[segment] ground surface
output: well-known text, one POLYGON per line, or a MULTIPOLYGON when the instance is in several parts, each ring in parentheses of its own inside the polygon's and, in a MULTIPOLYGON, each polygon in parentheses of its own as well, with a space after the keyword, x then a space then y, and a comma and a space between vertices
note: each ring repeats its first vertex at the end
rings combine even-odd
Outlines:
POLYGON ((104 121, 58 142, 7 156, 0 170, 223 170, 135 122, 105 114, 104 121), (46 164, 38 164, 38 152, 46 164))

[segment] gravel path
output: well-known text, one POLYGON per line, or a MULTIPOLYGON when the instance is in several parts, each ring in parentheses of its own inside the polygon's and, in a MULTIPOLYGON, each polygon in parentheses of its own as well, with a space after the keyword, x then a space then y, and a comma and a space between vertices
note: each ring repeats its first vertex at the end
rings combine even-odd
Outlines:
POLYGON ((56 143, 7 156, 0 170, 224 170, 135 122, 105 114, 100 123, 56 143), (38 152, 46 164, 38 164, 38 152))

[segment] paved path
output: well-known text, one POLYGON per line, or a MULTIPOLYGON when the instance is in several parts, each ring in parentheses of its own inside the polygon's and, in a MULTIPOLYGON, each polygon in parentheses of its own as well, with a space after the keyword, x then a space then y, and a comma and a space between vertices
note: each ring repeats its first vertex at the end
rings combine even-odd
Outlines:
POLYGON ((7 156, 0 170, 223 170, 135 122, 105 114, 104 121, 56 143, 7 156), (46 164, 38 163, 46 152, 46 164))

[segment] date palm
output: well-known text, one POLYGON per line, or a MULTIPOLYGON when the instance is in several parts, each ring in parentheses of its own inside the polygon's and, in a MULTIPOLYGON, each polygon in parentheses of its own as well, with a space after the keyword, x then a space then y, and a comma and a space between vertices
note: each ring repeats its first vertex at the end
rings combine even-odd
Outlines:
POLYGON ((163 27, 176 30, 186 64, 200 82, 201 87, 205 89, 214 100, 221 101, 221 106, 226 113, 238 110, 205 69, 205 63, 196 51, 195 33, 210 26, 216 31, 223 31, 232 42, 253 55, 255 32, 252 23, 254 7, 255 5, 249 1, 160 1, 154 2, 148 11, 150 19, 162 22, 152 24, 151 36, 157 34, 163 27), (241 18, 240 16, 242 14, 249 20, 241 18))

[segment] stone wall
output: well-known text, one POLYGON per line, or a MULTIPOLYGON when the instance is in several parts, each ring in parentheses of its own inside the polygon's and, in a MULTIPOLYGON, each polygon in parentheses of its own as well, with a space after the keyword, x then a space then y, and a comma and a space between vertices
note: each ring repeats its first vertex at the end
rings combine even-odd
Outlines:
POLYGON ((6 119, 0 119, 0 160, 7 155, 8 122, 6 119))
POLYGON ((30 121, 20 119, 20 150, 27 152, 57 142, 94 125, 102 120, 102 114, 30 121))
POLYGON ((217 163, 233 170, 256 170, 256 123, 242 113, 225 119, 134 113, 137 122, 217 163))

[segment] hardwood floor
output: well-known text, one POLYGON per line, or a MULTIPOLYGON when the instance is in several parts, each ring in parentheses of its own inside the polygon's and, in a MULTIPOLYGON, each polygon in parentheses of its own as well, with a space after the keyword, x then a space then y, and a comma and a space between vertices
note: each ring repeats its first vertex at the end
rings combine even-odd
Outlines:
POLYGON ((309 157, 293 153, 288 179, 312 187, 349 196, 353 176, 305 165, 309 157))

****

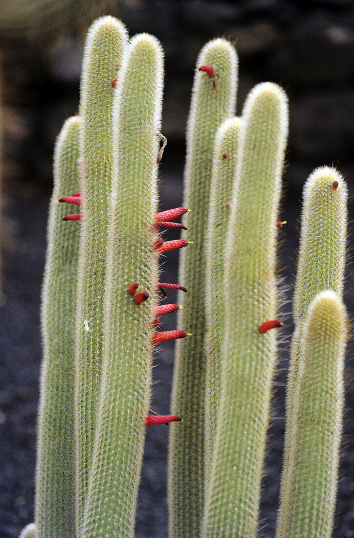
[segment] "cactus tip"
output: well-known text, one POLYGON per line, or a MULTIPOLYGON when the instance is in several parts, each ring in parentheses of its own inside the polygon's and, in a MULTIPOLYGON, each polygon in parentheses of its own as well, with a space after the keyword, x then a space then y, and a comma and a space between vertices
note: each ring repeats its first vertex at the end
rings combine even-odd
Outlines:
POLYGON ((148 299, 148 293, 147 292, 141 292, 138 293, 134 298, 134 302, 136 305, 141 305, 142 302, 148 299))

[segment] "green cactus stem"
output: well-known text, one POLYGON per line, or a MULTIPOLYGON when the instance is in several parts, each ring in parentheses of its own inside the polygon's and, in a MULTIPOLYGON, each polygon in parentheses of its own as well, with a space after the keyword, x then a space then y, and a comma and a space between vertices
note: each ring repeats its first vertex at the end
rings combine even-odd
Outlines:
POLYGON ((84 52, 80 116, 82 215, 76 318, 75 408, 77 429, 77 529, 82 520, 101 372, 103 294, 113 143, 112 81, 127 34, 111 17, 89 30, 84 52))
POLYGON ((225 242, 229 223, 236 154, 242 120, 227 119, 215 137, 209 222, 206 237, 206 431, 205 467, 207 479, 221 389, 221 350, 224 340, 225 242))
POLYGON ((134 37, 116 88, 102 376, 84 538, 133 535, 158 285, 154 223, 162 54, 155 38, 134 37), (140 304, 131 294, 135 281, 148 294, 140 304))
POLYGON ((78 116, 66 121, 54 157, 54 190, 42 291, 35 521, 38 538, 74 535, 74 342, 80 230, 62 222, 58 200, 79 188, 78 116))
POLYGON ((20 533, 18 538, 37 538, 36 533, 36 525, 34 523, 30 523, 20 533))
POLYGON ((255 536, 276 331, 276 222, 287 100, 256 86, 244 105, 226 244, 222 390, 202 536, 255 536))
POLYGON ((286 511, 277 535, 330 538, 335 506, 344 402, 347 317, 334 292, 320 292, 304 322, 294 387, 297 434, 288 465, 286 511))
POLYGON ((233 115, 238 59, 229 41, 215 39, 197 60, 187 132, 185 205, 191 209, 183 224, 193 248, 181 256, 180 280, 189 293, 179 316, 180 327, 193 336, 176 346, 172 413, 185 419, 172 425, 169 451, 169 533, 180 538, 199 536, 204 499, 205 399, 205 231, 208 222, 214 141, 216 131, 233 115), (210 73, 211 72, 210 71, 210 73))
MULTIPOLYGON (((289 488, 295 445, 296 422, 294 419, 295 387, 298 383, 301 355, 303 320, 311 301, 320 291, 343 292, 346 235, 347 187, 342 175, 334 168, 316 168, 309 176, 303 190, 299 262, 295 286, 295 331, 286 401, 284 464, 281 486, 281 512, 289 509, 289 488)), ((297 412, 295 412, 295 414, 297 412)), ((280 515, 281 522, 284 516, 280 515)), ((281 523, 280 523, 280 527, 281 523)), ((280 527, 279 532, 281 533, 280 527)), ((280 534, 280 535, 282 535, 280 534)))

****

GIVEN PROBLEM:
Render the records from the line that contains "[segment] date palm" through the line that contains "POLYGON ((163 27, 176", both included, as a Markdown table with the columns Row and Line. Omit blank lines.

TASK SOLUTION:
| Row | Line |
|---|---|
| 1 | [segment] date palm |
| 2 | output: well-known text, one POLYGON per line, or a MULTIPOLYGON when the instance is in several parts, each ring in parentheses of its own inside the polygon's and, in a MULTIPOLYGON, each polygon in parentheses of its own as well, with a space after the keyword, x then a space then y, and a comma and a space between vertices |
| 3 | note: each ring repeats its first vertex at the end |
| 4 | rings combine even-odd |
| 5 | Outlines: |
| 6 | POLYGON ((163 27, 176 30, 186 64, 200 82, 201 87, 205 89, 214 100, 221 101, 221 106, 226 113, 238 110, 205 69, 205 63, 196 51, 195 33, 210 26, 216 31, 223 31, 232 42, 253 55, 255 32, 252 23, 254 7, 255 5, 249 1, 160 1, 154 2, 148 11, 150 19, 162 22, 152 24, 151 36, 157 34, 163 27), (241 18, 240 16, 242 14, 249 20, 241 18)) |